— begin Document section —

Greaseless compound removes a lot of material, but also will wash out all sharp edges and detail.

Read Castwell’s buffing tutorial for more detailed information.

But if you are hand sanding to 600 grit Wet & Dry, you might have much better results if you simply go to Green Stainless Steel compound from an even 600 grit finish. You can use White compound After green stainless.

If your compound is old, it will develop a skin, just sand the end with some 220 to get past the skin, then apply to the wheel.

4-inch wheel will run slower and get in the hollow of a razor. You can use a 6-inch wheel but will need to angle the razor about 45 degrees to access the hollow.

White or blue compound will brighten a Stainless finish, use a minimal of compound a loose wheel works better for final finish than a sewn wheel.

I have greased compounds that are more than 20-30 years old and work just fine.

Castwells How To Buff And Polish
 
So if I understand correctly, the greaseless compounds are more aggressive than the 'greased' compounds. I bought Caswell's Large Buffing Compound Kit but only used the black, green, and white (in that order). I did that after hand sanding up to 2500 grit wet/dry. My starting paper depended on the condition of the blade. So the greaseless compound would simply take the place of the hand sanding and I would finish with the black, green, and white?

I was watching Straight Razor Restoration: Start to Finish on YouTube and was really impressed with how clean the greaseless 80 grit got the razor. I've hand sanded till I thought my arm would fall off and never got that good of a result! I figure since I already have the buffer I might as well leverage it as best I can and add greaseless to my arsenal. I noticed that he started with greaseless, moved from 80 grit to 600 grit, then moved to black then white polishing compound.

When I bought my buffer and compound (over 10 years ago) I didn't understand the difference between greaseless and greased compounds, I simply thought it was a matter of preference. I'm starting to see that's not quite the case.
 
If you want to remove material, you need a lower grit.
Lower grits are typically 'greaseless'.
Pick the grit for the task at hand.
It's not no grease vs grease. It's task vs grit.

— end Document section —

§ Exercises to complete
1. Update the passage on buffing compounds from "If your compound" up to and including "a sewn wheel.", and replace "wheel" with "buff".
2. Write what comes next in the passage on buffing compounds, starting after its last sentence.

— begin Supplied material —

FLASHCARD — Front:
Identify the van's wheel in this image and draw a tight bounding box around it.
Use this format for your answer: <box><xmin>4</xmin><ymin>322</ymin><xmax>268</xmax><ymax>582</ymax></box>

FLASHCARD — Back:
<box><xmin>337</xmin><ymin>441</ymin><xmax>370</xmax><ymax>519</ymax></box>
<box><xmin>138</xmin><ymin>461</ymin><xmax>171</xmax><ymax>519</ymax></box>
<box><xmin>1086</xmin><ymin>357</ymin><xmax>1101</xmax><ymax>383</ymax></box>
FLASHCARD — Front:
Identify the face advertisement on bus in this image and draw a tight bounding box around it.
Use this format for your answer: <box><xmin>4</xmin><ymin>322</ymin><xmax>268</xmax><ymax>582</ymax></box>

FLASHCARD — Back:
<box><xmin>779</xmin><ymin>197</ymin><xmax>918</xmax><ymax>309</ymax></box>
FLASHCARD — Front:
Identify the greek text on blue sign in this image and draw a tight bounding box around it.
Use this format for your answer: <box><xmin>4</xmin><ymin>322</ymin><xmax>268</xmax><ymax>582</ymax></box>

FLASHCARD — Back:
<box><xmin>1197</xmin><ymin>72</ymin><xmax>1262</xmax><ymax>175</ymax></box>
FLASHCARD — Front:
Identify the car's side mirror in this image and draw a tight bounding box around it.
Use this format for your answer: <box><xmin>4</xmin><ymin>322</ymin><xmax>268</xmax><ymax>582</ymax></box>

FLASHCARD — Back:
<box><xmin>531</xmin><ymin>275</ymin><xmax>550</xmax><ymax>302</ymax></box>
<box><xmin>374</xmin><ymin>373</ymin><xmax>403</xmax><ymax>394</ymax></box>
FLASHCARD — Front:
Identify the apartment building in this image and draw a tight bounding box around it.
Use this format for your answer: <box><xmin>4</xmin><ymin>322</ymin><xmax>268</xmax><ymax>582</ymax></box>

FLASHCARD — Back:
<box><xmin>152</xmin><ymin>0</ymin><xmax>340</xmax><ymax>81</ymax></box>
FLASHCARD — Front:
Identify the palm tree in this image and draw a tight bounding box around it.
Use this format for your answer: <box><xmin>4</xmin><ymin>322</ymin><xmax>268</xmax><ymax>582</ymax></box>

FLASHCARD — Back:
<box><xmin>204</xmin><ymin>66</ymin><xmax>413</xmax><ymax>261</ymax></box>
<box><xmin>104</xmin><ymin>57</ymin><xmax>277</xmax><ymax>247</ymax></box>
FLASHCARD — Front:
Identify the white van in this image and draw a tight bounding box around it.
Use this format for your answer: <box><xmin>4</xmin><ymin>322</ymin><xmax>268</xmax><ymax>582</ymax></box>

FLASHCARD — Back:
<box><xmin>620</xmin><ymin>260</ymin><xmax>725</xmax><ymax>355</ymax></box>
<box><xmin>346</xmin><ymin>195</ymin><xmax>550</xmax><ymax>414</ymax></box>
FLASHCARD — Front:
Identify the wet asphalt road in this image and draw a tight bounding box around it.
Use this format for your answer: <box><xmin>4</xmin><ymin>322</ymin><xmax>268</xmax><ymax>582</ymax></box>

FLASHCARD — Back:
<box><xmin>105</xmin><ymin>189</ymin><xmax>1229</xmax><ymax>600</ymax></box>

— end Supplied material —

§ Set of answers
1.
If your compound is old, it will develop a skin, just sand the end with some 220 to get past the skin, then apply to the buff.

4-inch buff will run slower and get in the hollow of a razor. You can use a 6-inch buff but will need to angle the razor about 45 degrees to access the hollow.

White or blue compound will brighten a Stainless finish, use a minimal of compound a loose buff works better for final finish than a sewn buff.

2.
 
Yes, Greaseless compound are way more aggressive. If you are hand sanding to 2500 grit wet and dry, you should be near mirror finish. What are you using for a backer?

From 2500 wet and dry finish you should be able to skip the black greased and go to the Green Stainless compound on a sewn wheel and finish on White with a loose (unsewn) wheel for a very high gloss.

Note, the finish on the Puma is not a 2500 grit, or even 1k finish, there is a lot of deep 400 stria on that finish, again 2500 and 1k should be mirror or near mirror.

When hand sanding you must remove all the previous grit scratches with each grit, or you will see them at the end. You must sand in both directions to remove all previous grit stria.

I always start with 1k or 600 grit Wet & Dry and rarely go coarser. I do now buy razors in way better condition than I used to or will leave some pitting. Mostly I am buying much better razors without damage.

No, greaseless will not replace hand-sanding. Greaseless can quickly remove a lot of damage/pitting, but it will also remove a lot of detail and crisp edges.

Greaseless will also heat up a razor and you do run the risk of overheating, buff with bare hands to monitor the heat.
You need to, decide if you want to keep detail, (tang stamps) and crisp edges or risk removing them to remove damage.

A greaseless buffed razor or knife will always look “over buffed” with detail smoothed or washed out. High end Knife makers hand sand if they want a mirror or true satin finish.

That video is a very old video, back when guys were trying to figure restoration out. Look at the blade before any work and the finished razor, yes, it is shiny, but all the crisp edges, detail and much of the stamp is gone.

The trick to hand sanding is using the correct backer, good sandpaper and switch paper often when it stops cutting. Also decide early on, (at purchase) how much pitting you are willing to put up with, (leave) or willing to remove.

Watch the Nick Wheeler, Hand sanding 101 video for a step by step, how to.

I have all the greaseless grits, but have used 600 the most, you can make 600 aggressive, (freshly loaded) or as a cleaner, almost satin finish with a barely loaded wheel, great for cleaning out jimps.

Nowadays I use a 6-inch 3m Radial Bristle Brush wheel, in place of 600 greaseless, (not scotch bright) then to a sewn wheel with Green Stainless compound.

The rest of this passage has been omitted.